___ Given information
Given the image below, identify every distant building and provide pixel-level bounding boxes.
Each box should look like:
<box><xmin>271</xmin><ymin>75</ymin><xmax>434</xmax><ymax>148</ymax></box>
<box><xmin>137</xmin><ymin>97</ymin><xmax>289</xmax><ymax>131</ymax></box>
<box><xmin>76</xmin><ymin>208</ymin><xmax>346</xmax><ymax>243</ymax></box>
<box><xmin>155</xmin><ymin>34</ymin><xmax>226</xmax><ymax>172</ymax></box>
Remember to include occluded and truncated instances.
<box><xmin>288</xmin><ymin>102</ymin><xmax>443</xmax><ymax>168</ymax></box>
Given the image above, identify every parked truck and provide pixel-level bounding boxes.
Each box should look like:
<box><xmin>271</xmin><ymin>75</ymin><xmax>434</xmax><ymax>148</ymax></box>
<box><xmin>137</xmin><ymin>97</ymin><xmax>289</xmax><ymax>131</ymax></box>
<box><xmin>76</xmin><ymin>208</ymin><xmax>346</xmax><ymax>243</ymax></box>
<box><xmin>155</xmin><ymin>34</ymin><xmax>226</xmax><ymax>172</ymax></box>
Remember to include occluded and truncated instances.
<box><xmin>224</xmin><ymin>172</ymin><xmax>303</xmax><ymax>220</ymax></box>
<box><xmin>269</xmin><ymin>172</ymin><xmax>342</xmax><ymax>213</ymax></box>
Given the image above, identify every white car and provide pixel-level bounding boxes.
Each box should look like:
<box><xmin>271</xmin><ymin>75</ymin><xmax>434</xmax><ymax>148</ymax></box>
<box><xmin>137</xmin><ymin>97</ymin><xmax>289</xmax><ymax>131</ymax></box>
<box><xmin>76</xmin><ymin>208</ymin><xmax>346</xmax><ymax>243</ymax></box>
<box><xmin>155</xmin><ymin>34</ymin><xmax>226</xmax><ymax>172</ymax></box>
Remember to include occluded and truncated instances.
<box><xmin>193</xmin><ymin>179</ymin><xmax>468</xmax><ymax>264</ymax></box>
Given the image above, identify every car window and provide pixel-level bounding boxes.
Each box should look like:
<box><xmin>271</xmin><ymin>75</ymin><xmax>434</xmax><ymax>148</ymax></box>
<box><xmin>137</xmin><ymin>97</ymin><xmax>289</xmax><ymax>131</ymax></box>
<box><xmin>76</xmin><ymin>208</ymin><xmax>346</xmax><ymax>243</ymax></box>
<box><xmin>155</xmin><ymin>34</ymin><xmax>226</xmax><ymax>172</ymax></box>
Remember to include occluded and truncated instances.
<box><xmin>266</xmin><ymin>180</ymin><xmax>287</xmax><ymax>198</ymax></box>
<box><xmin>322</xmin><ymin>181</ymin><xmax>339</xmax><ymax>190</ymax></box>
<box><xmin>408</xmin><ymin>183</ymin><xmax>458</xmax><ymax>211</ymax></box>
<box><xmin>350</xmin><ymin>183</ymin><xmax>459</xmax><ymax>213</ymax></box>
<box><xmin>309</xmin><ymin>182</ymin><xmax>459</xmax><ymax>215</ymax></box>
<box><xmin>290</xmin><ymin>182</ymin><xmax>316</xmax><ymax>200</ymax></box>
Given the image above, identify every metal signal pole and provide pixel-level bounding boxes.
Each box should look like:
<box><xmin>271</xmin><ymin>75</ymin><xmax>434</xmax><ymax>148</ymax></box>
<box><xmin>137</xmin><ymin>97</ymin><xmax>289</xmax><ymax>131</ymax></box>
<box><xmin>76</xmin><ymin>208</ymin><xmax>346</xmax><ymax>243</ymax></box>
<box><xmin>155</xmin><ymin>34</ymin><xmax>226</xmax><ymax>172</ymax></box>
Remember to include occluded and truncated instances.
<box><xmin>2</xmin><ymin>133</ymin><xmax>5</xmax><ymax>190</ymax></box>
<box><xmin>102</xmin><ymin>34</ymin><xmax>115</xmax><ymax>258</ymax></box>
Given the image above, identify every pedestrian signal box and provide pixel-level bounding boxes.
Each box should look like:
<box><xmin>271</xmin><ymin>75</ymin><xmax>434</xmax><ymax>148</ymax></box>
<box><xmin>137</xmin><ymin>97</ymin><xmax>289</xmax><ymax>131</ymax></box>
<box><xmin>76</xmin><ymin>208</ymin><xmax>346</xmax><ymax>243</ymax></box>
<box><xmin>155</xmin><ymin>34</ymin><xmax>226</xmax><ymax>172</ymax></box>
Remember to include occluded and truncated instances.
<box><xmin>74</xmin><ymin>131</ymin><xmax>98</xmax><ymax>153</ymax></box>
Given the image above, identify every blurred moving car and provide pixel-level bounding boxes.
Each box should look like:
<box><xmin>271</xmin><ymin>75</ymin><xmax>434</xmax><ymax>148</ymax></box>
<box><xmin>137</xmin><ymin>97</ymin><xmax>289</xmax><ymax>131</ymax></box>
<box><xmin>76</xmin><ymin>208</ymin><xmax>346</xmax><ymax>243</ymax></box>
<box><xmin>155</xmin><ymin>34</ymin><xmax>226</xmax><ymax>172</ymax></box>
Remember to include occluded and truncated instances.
______
Exercise objective: Make an exact transcription of the entries.

Reply:
Given the image below, identify every distant building and provide pixel-level bounding boxes.
Each box should look like:
<box><xmin>271</xmin><ymin>75</ymin><xmax>434</xmax><ymax>148</ymax></box>
<box><xmin>137</xmin><ymin>97</ymin><xmax>289</xmax><ymax>131</ymax></box>
<box><xmin>76</xmin><ymin>208</ymin><xmax>346</xmax><ymax>243</ymax></box>
<box><xmin>155</xmin><ymin>34</ymin><xmax>226</xmax><ymax>172</ymax></box>
Remember to include occluded and truncated instances.
<box><xmin>288</xmin><ymin>102</ymin><xmax>443</xmax><ymax>168</ymax></box>
Given the image above, identify every parked truck and provide pixel-level bounding boxes.
Each box should look like:
<box><xmin>271</xmin><ymin>75</ymin><xmax>434</xmax><ymax>148</ymax></box>
<box><xmin>137</xmin><ymin>97</ymin><xmax>289</xmax><ymax>131</ymax></box>
<box><xmin>76</xmin><ymin>208</ymin><xmax>346</xmax><ymax>243</ymax></box>
<box><xmin>155</xmin><ymin>34</ymin><xmax>226</xmax><ymax>172</ymax></box>
Remember to include occluded and truncated instances.
<box><xmin>224</xmin><ymin>172</ymin><xmax>303</xmax><ymax>220</ymax></box>
<box><xmin>269</xmin><ymin>172</ymin><xmax>342</xmax><ymax>213</ymax></box>
Given the image above, identify every white car and provide pixel-level bounding boxes.
Each box should look like:
<box><xmin>271</xmin><ymin>75</ymin><xmax>434</xmax><ymax>148</ymax></box>
<box><xmin>137</xmin><ymin>97</ymin><xmax>289</xmax><ymax>131</ymax></box>
<box><xmin>76</xmin><ymin>208</ymin><xmax>346</xmax><ymax>243</ymax></box>
<box><xmin>155</xmin><ymin>34</ymin><xmax>226</xmax><ymax>172</ymax></box>
Remember to include occluded and truncated instances.
<box><xmin>193</xmin><ymin>179</ymin><xmax>468</xmax><ymax>264</ymax></box>
Given the image above, identify every car window and provide pixel-level bounding boxes.
Each box should look like:
<box><xmin>271</xmin><ymin>75</ymin><xmax>434</xmax><ymax>148</ymax></box>
<box><xmin>137</xmin><ymin>97</ymin><xmax>289</xmax><ymax>131</ymax></box>
<box><xmin>76</xmin><ymin>208</ymin><xmax>346</xmax><ymax>243</ymax></box>
<box><xmin>155</xmin><ymin>34</ymin><xmax>226</xmax><ymax>172</ymax></box>
Remember to include occluded and truncated instances.
<box><xmin>266</xmin><ymin>180</ymin><xmax>287</xmax><ymax>198</ymax></box>
<box><xmin>322</xmin><ymin>181</ymin><xmax>339</xmax><ymax>190</ymax></box>
<box><xmin>408</xmin><ymin>183</ymin><xmax>458</xmax><ymax>211</ymax></box>
<box><xmin>350</xmin><ymin>183</ymin><xmax>459</xmax><ymax>213</ymax></box>
<box><xmin>309</xmin><ymin>182</ymin><xmax>459</xmax><ymax>215</ymax></box>
<box><xmin>290</xmin><ymin>182</ymin><xmax>316</xmax><ymax>200</ymax></box>
Given the image above, identify every metal signal pole and provide pixel-level bounding boxes.
Each box should look like:
<box><xmin>271</xmin><ymin>75</ymin><xmax>434</xmax><ymax>148</ymax></box>
<box><xmin>137</xmin><ymin>97</ymin><xmax>289</xmax><ymax>131</ymax></box>
<box><xmin>76</xmin><ymin>208</ymin><xmax>346</xmax><ymax>243</ymax></box>
<box><xmin>155</xmin><ymin>34</ymin><xmax>226</xmax><ymax>172</ymax></box>
Remember to include occluded and truncated instances.
<box><xmin>2</xmin><ymin>133</ymin><xmax>5</xmax><ymax>190</ymax></box>
<box><xmin>102</xmin><ymin>34</ymin><xmax>115</xmax><ymax>258</ymax></box>
Given the image above, identify every pedestrian signal box and provide pixel-level bounding boxes.
Each box should look like:
<box><xmin>271</xmin><ymin>75</ymin><xmax>434</xmax><ymax>148</ymax></box>
<box><xmin>137</xmin><ymin>97</ymin><xmax>289</xmax><ymax>131</ymax></box>
<box><xmin>76</xmin><ymin>208</ymin><xmax>346</xmax><ymax>243</ymax></box>
<box><xmin>155</xmin><ymin>34</ymin><xmax>226</xmax><ymax>172</ymax></box>
Remember to include occluded and truncated instances.
<box><xmin>74</xmin><ymin>131</ymin><xmax>98</xmax><ymax>153</ymax></box>
Given the image above, identify every blurred moving car and provide pixel-level bounding boxes.
Each box should look like:
<box><xmin>271</xmin><ymin>75</ymin><xmax>434</xmax><ymax>148</ymax></box>
<box><xmin>137</xmin><ymin>97</ymin><xmax>289</xmax><ymax>131</ymax></box>
<box><xmin>76</xmin><ymin>208</ymin><xmax>346</xmax><ymax>243</ymax></box>
<box><xmin>155</xmin><ymin>34</ymin><xmax>226</xmax><ymax>172</ymax></box>
Remember to include occluded and truncated instances.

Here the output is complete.